-- Start of Items --

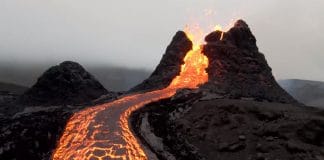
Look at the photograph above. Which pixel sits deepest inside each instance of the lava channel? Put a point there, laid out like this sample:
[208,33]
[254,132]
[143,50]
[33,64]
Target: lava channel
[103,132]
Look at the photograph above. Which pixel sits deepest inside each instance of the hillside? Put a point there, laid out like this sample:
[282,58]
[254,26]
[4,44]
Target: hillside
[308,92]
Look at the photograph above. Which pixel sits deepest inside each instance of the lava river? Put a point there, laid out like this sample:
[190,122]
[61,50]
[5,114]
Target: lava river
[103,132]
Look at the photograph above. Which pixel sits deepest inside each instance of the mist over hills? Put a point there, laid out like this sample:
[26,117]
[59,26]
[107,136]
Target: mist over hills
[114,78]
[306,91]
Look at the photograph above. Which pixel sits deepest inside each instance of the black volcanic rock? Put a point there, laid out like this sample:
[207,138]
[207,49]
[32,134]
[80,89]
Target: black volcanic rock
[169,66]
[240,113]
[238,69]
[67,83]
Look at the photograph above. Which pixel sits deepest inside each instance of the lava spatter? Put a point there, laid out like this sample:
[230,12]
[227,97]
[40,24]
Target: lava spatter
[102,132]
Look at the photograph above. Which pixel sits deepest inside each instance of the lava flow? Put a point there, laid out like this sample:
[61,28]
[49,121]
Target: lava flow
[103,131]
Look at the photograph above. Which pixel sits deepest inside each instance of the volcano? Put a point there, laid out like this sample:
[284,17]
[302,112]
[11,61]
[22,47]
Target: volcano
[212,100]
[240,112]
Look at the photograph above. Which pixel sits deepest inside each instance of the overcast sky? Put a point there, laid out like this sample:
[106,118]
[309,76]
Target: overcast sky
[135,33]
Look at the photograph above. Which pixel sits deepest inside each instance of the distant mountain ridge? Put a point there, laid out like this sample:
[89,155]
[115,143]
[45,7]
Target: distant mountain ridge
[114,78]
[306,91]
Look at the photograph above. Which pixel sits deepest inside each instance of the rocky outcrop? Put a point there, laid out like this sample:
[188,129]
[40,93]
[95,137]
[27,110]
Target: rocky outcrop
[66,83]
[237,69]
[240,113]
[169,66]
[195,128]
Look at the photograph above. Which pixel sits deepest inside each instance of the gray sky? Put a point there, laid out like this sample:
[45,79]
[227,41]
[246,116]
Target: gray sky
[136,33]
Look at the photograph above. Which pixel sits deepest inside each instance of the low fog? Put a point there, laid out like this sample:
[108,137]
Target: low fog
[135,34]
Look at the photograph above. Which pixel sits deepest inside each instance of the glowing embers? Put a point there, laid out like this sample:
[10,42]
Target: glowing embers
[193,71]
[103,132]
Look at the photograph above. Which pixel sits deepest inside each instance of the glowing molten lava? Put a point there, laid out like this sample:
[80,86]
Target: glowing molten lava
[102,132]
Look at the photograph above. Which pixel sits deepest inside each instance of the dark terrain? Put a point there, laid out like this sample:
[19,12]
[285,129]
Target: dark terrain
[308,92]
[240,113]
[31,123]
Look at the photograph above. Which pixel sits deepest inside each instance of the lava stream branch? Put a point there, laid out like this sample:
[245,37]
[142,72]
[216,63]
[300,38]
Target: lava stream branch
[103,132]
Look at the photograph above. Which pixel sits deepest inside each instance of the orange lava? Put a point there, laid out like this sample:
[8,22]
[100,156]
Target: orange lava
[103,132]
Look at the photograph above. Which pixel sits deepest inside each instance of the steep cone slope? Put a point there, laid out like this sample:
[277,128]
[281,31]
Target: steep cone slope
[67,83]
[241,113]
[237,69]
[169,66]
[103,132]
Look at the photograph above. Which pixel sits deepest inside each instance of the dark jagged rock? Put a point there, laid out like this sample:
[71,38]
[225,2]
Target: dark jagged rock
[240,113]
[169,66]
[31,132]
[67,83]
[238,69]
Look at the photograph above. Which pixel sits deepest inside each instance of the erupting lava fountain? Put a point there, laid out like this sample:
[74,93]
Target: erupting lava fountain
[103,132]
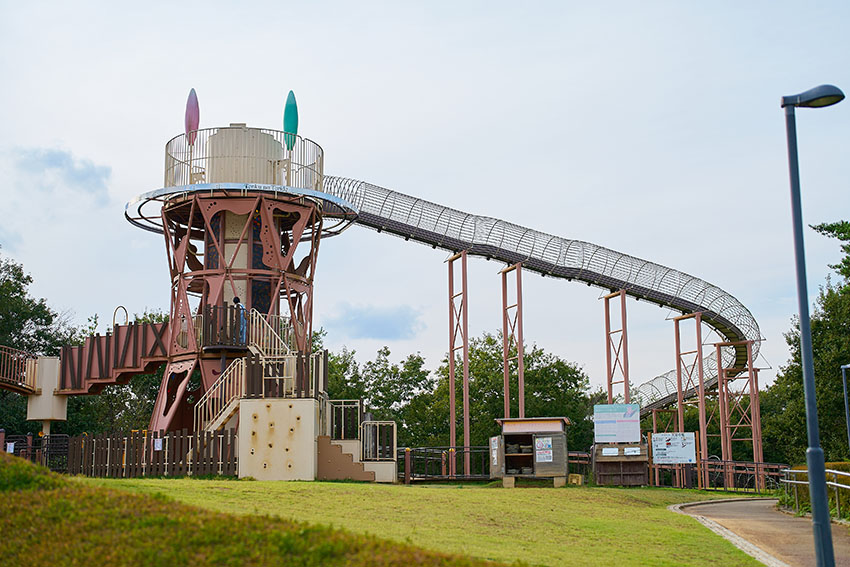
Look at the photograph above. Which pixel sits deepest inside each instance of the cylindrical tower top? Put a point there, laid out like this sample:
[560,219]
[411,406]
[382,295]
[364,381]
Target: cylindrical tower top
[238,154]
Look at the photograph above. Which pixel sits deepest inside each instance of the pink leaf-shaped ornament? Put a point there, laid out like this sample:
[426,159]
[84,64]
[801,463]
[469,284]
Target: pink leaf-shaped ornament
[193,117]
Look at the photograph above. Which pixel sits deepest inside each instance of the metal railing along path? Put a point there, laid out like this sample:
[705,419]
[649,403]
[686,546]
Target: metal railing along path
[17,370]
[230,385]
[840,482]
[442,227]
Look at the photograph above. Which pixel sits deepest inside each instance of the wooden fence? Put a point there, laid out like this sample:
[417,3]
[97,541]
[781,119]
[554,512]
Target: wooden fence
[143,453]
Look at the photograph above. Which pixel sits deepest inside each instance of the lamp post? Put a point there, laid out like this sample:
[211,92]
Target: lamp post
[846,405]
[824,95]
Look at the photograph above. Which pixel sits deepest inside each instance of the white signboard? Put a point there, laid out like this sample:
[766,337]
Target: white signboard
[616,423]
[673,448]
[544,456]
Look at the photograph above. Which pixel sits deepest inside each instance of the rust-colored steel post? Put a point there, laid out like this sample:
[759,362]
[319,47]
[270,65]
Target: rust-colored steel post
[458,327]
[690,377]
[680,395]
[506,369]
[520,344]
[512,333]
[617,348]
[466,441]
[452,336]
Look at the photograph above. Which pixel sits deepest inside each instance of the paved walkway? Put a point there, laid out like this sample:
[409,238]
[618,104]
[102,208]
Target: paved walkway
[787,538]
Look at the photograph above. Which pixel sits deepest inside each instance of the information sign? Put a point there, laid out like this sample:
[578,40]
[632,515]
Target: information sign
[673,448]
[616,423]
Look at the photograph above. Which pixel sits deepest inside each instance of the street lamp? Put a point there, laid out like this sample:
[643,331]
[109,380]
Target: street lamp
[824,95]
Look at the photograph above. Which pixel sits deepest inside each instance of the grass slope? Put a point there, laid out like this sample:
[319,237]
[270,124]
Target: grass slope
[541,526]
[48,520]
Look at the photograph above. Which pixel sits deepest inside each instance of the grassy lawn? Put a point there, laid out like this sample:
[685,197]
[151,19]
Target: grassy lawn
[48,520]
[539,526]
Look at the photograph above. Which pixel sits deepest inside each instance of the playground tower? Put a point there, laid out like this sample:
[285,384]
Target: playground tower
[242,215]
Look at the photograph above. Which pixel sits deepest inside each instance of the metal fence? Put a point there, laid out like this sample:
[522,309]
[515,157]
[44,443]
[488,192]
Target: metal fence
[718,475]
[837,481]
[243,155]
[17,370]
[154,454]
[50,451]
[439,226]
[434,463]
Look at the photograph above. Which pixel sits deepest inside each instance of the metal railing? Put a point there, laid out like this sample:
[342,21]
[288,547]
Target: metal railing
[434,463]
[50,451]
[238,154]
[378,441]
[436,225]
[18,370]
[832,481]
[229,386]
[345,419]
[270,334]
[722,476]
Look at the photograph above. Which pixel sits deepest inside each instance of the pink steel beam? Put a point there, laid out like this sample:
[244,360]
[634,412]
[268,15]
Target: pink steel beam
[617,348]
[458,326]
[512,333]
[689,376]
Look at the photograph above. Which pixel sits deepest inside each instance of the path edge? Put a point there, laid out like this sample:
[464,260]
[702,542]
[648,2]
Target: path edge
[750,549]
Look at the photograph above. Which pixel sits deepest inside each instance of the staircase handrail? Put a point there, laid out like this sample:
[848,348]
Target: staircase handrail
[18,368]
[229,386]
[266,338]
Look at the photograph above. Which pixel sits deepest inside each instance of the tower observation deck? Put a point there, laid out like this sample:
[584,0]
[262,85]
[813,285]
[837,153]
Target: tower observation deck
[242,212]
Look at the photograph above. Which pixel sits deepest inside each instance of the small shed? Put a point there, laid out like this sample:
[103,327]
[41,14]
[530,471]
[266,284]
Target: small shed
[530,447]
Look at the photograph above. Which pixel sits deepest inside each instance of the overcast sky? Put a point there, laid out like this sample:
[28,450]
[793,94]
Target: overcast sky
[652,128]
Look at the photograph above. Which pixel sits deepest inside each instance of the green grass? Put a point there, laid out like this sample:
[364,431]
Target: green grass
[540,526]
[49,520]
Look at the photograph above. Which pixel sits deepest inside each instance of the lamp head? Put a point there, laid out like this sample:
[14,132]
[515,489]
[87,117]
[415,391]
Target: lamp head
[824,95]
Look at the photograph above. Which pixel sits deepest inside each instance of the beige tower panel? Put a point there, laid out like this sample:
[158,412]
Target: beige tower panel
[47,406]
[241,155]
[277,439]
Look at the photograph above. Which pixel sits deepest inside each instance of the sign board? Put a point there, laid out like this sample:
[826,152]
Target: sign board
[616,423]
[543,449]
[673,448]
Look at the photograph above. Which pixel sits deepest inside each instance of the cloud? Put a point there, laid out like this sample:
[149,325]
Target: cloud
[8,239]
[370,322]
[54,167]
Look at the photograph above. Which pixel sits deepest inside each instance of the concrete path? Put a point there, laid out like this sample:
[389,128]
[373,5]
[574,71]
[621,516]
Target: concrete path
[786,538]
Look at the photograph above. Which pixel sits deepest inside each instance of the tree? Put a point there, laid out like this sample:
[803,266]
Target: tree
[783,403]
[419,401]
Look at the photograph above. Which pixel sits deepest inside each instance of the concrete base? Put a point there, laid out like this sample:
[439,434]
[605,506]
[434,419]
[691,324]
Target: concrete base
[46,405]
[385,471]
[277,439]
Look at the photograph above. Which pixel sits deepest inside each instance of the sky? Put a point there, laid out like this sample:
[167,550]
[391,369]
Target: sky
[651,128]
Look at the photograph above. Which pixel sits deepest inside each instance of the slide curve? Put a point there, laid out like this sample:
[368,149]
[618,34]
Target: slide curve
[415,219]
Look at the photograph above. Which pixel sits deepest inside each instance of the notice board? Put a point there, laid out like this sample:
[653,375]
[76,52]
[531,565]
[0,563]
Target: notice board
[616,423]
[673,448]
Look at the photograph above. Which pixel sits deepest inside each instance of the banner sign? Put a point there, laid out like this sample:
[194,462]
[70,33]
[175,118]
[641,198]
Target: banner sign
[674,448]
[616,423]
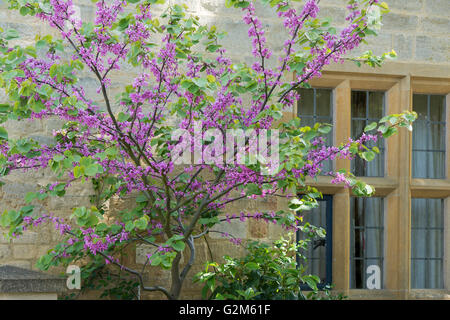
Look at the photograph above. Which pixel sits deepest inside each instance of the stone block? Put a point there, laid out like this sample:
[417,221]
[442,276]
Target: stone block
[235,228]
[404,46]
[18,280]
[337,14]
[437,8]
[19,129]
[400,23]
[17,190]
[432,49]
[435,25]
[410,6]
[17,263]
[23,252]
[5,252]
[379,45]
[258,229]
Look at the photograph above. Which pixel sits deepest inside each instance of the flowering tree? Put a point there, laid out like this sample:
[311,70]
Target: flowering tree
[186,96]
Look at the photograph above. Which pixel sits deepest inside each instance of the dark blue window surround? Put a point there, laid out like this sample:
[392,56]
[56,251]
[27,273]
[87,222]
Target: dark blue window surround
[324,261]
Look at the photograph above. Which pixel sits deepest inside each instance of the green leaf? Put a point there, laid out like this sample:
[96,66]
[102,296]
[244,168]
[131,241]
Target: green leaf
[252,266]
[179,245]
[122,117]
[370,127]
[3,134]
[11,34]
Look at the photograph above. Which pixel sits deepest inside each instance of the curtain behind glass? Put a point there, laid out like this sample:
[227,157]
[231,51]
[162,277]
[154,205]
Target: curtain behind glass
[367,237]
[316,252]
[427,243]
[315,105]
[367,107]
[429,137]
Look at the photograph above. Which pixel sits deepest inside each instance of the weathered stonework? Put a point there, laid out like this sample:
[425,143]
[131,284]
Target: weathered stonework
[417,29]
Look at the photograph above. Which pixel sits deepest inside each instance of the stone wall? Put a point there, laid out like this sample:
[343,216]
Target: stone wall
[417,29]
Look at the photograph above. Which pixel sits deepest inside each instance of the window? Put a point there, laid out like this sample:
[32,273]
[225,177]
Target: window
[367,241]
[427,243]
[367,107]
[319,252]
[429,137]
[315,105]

-- End of Items --

- _What to do_: Update the listing from the line with "of the weathered" through the end of the listing, replacing "stone wall" with "brick wall" and leaving everything else unchanged. Return only those lines.

- _Full output_:
Look at the photograph above. Which pixel sits deepest inside each instance of the weathered stonework? Put a point there, laid out like this sample:
[425,143]
[131,284]
Target: weathered stonework
[417,29]
Look at the photograph above. Which pixel sits deepest inside each instance of the brick wall? Put a point there, laid out like this sample:
[343,216]
Target: brick wall
[417,29]
Look at the photograph above. Which pixel sits deepest inside each instance of the window? Put a point there, laid out like this sample:
[32,273]
[225,177]
Target: window
[367,241]
[427,243]
[367,107]
[319,252]
[429,137]
[315,105]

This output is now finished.